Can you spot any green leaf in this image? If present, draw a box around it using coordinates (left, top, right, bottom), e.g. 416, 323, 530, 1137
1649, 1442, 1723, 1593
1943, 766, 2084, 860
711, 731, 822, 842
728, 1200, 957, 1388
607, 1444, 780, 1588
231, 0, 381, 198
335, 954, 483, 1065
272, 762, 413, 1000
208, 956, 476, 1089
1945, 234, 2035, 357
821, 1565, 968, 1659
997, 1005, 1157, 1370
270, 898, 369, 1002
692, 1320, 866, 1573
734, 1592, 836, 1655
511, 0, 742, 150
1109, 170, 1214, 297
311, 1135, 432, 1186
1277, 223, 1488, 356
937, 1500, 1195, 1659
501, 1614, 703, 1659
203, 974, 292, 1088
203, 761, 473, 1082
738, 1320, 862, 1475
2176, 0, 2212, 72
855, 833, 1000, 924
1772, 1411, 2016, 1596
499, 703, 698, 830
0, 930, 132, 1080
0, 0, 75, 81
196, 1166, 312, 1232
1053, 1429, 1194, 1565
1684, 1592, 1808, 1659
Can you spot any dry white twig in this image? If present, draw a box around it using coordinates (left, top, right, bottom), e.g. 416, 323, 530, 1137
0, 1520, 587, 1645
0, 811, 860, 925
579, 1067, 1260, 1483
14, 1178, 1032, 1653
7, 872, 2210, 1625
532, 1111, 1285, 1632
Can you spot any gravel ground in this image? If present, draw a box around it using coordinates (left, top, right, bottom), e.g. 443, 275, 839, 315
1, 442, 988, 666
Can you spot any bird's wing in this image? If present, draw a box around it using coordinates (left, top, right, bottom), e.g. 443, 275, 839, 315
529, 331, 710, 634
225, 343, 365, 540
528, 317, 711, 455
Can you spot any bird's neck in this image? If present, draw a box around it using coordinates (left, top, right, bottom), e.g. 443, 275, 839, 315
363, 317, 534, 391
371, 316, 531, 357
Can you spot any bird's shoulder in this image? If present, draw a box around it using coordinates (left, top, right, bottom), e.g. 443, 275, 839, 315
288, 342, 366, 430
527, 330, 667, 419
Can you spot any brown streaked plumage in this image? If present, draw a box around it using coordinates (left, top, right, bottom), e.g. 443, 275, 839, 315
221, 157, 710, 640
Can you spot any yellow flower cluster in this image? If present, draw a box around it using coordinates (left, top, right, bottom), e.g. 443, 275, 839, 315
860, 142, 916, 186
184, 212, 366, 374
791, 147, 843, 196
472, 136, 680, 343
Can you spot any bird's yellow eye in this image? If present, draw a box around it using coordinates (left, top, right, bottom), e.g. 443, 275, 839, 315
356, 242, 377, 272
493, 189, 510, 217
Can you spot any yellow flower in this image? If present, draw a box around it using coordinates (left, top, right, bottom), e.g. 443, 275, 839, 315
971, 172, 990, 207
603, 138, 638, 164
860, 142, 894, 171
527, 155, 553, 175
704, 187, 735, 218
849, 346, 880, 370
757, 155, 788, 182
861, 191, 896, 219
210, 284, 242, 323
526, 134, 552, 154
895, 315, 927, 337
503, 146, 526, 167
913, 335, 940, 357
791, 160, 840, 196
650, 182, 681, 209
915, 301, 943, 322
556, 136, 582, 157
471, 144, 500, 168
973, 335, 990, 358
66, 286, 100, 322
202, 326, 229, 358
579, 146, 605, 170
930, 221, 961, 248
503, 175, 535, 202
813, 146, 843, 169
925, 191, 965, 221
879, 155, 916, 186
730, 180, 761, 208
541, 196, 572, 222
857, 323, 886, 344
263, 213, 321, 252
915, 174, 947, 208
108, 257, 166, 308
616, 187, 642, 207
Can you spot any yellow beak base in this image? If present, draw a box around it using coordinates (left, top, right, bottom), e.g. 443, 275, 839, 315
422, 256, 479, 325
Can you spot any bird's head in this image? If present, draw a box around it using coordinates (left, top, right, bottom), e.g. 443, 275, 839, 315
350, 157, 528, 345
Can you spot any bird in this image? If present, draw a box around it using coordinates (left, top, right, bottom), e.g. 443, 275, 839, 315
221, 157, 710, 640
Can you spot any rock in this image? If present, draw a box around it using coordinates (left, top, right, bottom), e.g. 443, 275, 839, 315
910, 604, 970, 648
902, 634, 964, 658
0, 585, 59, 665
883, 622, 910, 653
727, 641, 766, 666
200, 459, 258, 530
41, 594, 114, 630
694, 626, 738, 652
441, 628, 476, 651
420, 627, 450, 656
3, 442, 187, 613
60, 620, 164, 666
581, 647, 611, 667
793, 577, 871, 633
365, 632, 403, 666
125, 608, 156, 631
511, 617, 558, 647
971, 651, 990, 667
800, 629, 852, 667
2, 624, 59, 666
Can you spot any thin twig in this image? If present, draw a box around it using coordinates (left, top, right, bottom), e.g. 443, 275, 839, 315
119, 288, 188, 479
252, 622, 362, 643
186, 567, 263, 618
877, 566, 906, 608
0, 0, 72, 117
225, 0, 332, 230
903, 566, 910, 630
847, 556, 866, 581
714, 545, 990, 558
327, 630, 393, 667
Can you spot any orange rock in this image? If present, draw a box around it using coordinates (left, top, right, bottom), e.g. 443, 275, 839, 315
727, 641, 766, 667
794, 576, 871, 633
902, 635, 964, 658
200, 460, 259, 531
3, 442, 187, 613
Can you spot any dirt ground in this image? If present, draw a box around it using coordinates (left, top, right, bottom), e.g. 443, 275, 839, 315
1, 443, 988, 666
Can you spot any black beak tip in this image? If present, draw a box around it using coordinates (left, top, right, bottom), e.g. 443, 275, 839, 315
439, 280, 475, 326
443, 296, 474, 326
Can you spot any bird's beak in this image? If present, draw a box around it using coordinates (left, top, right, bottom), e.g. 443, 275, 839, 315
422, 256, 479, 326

-.-.-

◆ Your instructions
Transcribe every record above exactly as it appears.

◆ Exercise solution
Can you spot any green leaf in this image? If present, draw a box around it using coordinates (left, top, right, bottom), e.g. 416, 323, 530, 1137
1649, 1442, 1723, 1593
1943, 766, 2084, 860
711, 731, 822, 842
728, 1200, 957, 1388
607, 1444, 780, 1588
231, 0, 381, 198
335, 954, 483, 1065
272, 762, 413, 1000
208, 956, 476, 1089
1945, 234, 2035, 357
821, 1565, 968, 1659
997, 1005, 1157, 1370
270, 898, 369, 1002
692, 1320, 866, 1573
734, 1592, 836, 1655
511, 0, 742, 150
1109, 170, 1214, 297
311, 1135, 432, 1186
1277, 223, 1488, 356
937, 1500, 1195, 1659
501, 1614, 703, 1659
203, 974, 292, 1088
203, 761, 473, 1082
738, 1320, 862, 1475
2176, 0, 2212, 72
855, 833, 1000, 924
1772, 1411, 2016, 1596
499, 703, 698, 830
0, 930, 132, 1080
0, 0, 75, 81
196, 1166, 312, 1232
1053, 1429, 1194, 1565
1684, 1592, 1808, 1659
Can you spot any dry white twig in this image? If present, draw a box around it using coordinates (left, top, right, bottom), e.g. 416, 323, 530, 1137
0, 1520, 587, 1645
0, 811, 860, 925
579, 1067, 1260, 1483
14, 1178, 1032, 1653
7, 872, 2210, 1625
532, 1111, 1285, 1632
Can you spot any gravel ground in this image? If present, draw a box around it using coordinates (left, top, right, bottom), e.g. 443, 275, 839, 315
1, 442, 988, 666
Can you spot any bird's wing in this image? If present, draw a box around it using coordinates (left, top, right, bottom), e.g. 443, 275, 839, 315
529, 331, 710, 634
225, 343, 365, 540
528, 317, 711, 455
Can you spot any bird's neck in this image? If present, draw a box around it using coordinates (left, top, right, bottom), e.g. 443, 275, 839, 315
363, 317, 534, 391
371, 316, 531, 357
Can you spot any bird's shoulder in this image? If present, draw a box around it using coordinates (left, top, right, bottom), e.g. 443, 275, 839, 315
288, 342, 366, 430
527, 330, 667, 419
Can you spot any brown streaked plumage in this image? If present, draw a box around it using coordinates (left, top, right, bottom), e.g. 443, 275, 839, 315
221, 157, 710, 640
Can you spot any yellow flower cluster in this image? If present, draw a box around it using coordinates (left, top, right, bottom), e.g. 443, 275, 839, 315
860, 142, 916, 186
184, 212, 366, 374
791, 147, 843, 196
472, 136, 680, 343
Can you spot any bird's yellow eye in this image? If present, draw a box around it using coordinates (left, top, right, bottom), e.g. 443, 275, 839, 315
356, 242, 377, 272
493, 189, 510, 217
Can you spot any yellow flower in this image? If present, draw a box around it using coordinates (left, top, right, bottom), e.g. 443, 275, 839, 315
971, 172, 990, 207
603, 138, 638, 164
860, 142, 894, 171
527, 155, 553, 175
704, 187, 735, 218
849, 346, 880, 370
757, 155, 788, 182
861, 191, 896, 219
210, 284, 242, 323
526, 134, 552, 154
895, 315, 927, 337
503, 146, 526, 167
913, 335, 940, 357
791, 160, 840, 196
650, 182, 681, 209
915, 301, 943, 322
556, 136, 582, 157
471, 144, 500, 168
973, 335, 990, 358
66, 286, 100, 322
202, 326, 229, 358
579, 146, 605, 170
930, 221, 961, 248
503, 175, 535, 202
813, 146, 843, 169
925, 191, 965, 221
879, 155, 916, 186
730, 180, 761, 208
541, 196, 572, 222
857, 323, 886, 344
263, 213, 321, 252
915, 174, 947, 208
108, 257, 166, 308
616, 187, 642, 207
Can you spot any yellow beak base in this image? If present, draw a box around it using coordinates (left, top, right, bottom), e.g. 443, 275, 839, 315
422, 256, 479, 325
Can you spot any bird's head in this image? If present, draw a box around it using coordinates (left, top, right, bottom), e.g. 443, 275, 839, 315
350, 157, 528, 345
Can you spot any bird in this image? If present, draw a box around it using coordinates (left, top, right, bottom), e.g. 443, 275, 839, 315
221, 157, 710, 640
Can you spot any rock in this image? If present, draw a box around it using coordinates (left, top, right, bottom), e.g. 443, 275, 839, 315
910, 604, 970, 648
902, 634, 964, 658
0, 585, 59, 665
883, 622, 910, 653
727, 641, 766, 666
200, 459, 258, 530
41, 594, 114, 630
694, 626, 738, 652
441, 628, 476, 651
420, 627, 450, 656
3, 442, 187, 613
60, 620, 164, 666
581, 647, 611, 667
793, 577, 871, 633
365, 632, 403, 666
125, 608, 156, 631
511, 617, 558, 647
971, 651, 990, 667
800, 629, 852, 667
2, 624, 59, 666
Can you spot any thin twig in this image? If present, draw a box around it using coordinates (left, top, right, bottom), e.g. 443, 275, 839, 315
119, 288, 188, 479
252, 622, 362, 643
186, 567, 263, 618
877, 566, 906, 608
0, 0, 72, 117
225, 0, 332, 230
903, 566, 910, 630
847, 556, 866, 581
714, 545, 990, 558
327, 630, 393, 667
Can you spot any orange rock in this image? If present, draw a box around it using coordinates (left, top, right, bottom), e.g. 443, 275, 839, 315
727, 641, 766, 667
794, 576, 871, 633
902, 635, 964, 658
200, 460, 259, 531
3, 442, 187, 613
Can you spot any dirt ground in this image? If present, draw a box around it using coordinates (left, top, right, bottom), e.g. 443, 275, 839, 315
1, 443, 988, 666
Can you spot any black beak tip in this image? If present, draw a box around it using coordinates (left, top, right, bottom), e.g. 443, 275, 839, 315
439, 280, 475, 326
443, 296, 474, 326
Can you spot any bird's beak in this image? If present, draw a box around it using coordinates (left, top, right, bottom), e.g. 443, 275, 839, 315
422, 256, 479, 326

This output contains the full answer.